> _Problem description_
Would you print every entry exactly as it appears?
▼▼▼
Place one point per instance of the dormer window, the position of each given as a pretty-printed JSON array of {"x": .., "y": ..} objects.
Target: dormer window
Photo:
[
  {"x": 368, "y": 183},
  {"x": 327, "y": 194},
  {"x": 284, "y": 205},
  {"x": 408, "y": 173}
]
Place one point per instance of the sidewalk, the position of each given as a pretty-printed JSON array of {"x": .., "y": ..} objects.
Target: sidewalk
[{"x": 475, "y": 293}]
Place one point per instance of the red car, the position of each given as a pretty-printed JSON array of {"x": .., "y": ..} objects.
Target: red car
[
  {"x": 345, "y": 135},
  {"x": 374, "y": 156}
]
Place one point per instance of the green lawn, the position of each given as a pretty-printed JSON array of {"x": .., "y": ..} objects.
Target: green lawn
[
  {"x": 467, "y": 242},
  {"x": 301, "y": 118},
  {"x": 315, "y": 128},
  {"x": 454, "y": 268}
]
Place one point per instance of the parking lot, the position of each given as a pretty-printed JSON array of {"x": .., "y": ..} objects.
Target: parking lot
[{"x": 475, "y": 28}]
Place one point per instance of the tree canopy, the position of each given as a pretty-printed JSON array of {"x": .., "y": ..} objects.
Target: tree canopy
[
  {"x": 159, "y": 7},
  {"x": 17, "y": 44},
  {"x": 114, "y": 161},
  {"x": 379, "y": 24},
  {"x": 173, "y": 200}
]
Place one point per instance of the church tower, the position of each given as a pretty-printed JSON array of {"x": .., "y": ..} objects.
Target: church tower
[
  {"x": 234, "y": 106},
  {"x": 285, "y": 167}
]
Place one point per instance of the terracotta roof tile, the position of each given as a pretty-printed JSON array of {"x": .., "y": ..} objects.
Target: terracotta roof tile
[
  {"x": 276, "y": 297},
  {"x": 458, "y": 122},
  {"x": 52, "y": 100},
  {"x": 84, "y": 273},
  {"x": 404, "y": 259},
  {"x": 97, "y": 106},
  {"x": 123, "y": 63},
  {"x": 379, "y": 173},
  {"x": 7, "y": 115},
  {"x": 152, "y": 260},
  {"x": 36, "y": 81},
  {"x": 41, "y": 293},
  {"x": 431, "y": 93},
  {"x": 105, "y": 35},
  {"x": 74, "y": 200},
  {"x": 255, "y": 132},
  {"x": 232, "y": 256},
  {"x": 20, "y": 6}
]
▲▲▲
> _Response to this task_
Place one point per instance of the dormer window, the position of each given as a pretty-printed JSON array of {"x": .., "y": ..} objects.
Target: dormer window
Photo:
[
  {"x": 368, "y": 183},
  {"x": 327, "y": 194},
  {"x": 284, "y": 205},
  {"x": 408, "y": 173}
]
Place one point per instance of the sidewalk, the position of each given as a pretty-printed JSON array of {"x": .., "y": ..} objects.
Target: sidewalk
[{"x": 475, "y": 293}]
Place one point per instance of the red car, the position of each given as a pretty-printed JSON array of {"x": .., "y": ..} objects.
Target: red car
[
  {"x": 345, "y": 135},
  {"x": 374, "y": 156}
]
Place one point per instance of the green lawn, the position of each given as a pretty-printed JSON array of {"x": .., "y": ..} objects.
Target: green lawn
[
  {"x": 467, "y": 242},
  {"x": 301, "y": 118},
  {"x": 315, "y": 128},
  {"x": 454, "y": 268}
]
Place one point per instance of the parking lot, the position of each given as a pretty-printed JSON array of {"x": .., "y": ..} objects.
Target: parking lot
[{"x": 475, "y": 28}]
Place one point per instance of the tree canopy, the position of each given as a pretty-printed JSON array of {"x": .., "y": ..} objects.
Target: tree canopy
[
  {"x": 159, "y": 7},
  {"x": 17, "y": 44},
  {"x": 114, "y": 161},
  {"x": 379, "y": 24},
  {"x": 173, "y": 200}
]
Place one point per instance of the church tower, the position of each given as a pretty-printed JSON array of {"x": .., "y": ..} objects.
Target: church tower
[
  {"x": 234, "y": 106},
  {"x": 285, "y": 167}
]
Place one point per instance of the terracotta roof tile, the position of each given as a pretty-printed JSON array of {"x": .., "y": ..} objects.
Target: terracotta roof tile
[
  {"x": 276, "y": 297},
  {"x": 458, "y": 122},
  {"x": 52, "y": 100},
  {"x": 84, "y": 273},
  {"x": 404, "y": 259},
  {"x": 97, "y": 106},
  {"x": 123, "y": 63},
  {"x": 379, "y": 173},
  {"x": 7, "y": 115},
  {"x": 152, "y": 260},
  {"x": 36, "y": 81},
  {"x": 41, "y": 293},
  {"x": 431, "y": 93},
  {"x": 105, "y": 35},
  {"x": 74, "y": 200},
  {"x": 255, "y": 132},
  {"x": 232, "y": 256},
  {"x": 20, "y": 6}
]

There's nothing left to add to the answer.